Source material >>
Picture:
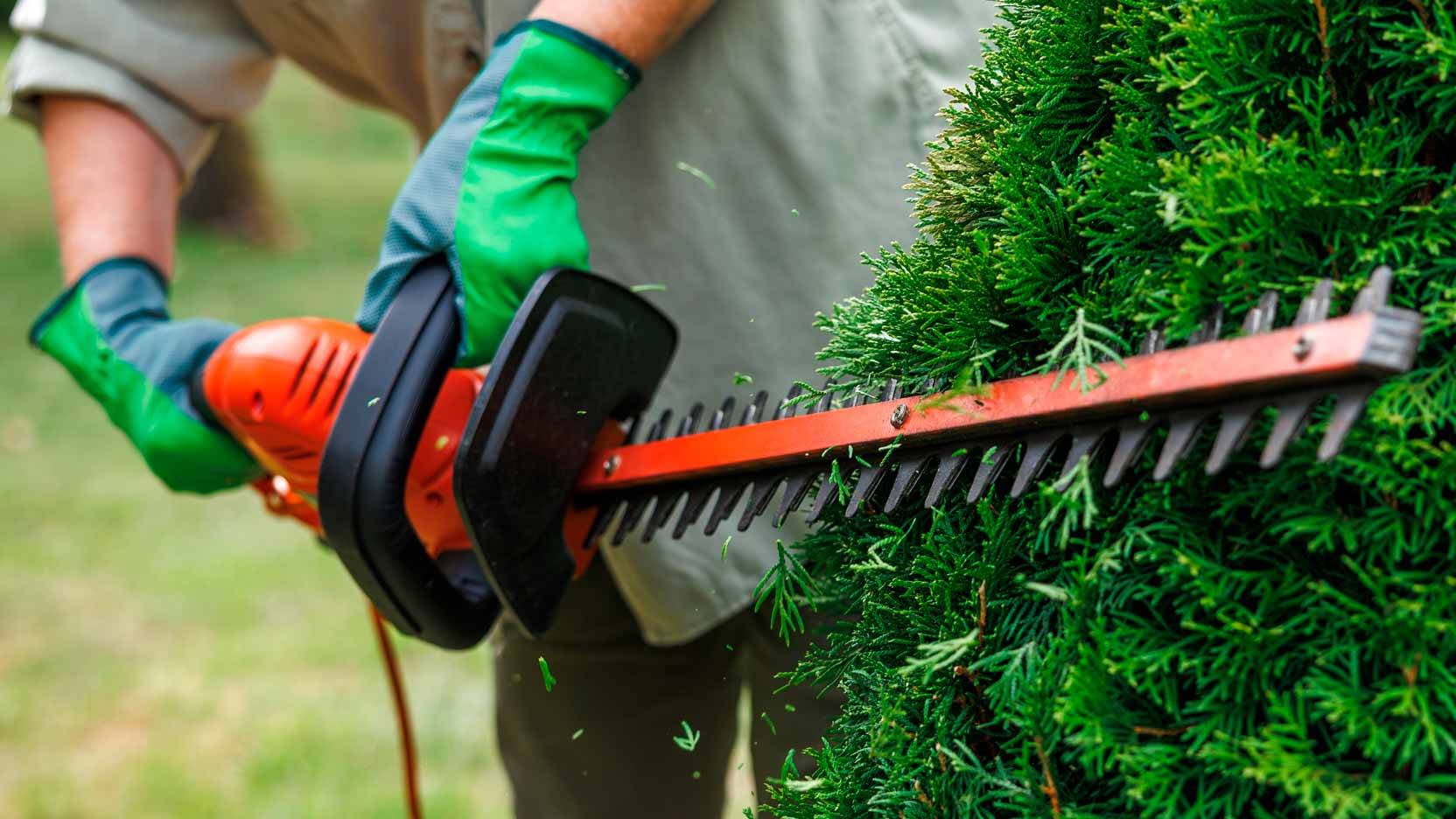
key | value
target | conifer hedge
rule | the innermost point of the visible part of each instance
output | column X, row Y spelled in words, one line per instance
column 1274, row 643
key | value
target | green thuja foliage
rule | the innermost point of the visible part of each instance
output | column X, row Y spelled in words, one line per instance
column 1260, row 643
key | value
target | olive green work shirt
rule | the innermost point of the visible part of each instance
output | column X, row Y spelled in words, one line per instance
column 747, row 172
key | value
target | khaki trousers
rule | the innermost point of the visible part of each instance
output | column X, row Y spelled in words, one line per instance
column 628, row 701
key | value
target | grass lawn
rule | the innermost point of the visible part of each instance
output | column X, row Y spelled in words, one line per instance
column 173, row 656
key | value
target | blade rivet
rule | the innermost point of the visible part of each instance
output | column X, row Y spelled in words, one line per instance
column 897, row 418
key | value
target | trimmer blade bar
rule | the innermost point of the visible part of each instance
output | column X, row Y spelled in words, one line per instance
column 871, row 455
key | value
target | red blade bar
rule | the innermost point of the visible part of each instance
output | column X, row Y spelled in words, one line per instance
column 1330, row 352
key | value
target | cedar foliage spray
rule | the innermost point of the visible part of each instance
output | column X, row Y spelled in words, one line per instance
column 1260, row 643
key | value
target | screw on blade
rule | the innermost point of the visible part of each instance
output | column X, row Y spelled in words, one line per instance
column 1131, row 438
column 727, row 499
column 697, row 499
column 1238, row 418
column 795, row 487
column 1039, row 451
column 1085, row 442
column 947, row 472
column 993, row 461
column 1350, row 402
column 1293, row 410
column 909, row 474
column 763, row 488
column 787, row 407
column 1376, row 293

Exercise prompt >>
The answer must consist of each line in the entries above that includes "green".

Solved problem >>
target | green thuja foliage
target | olive green work shirt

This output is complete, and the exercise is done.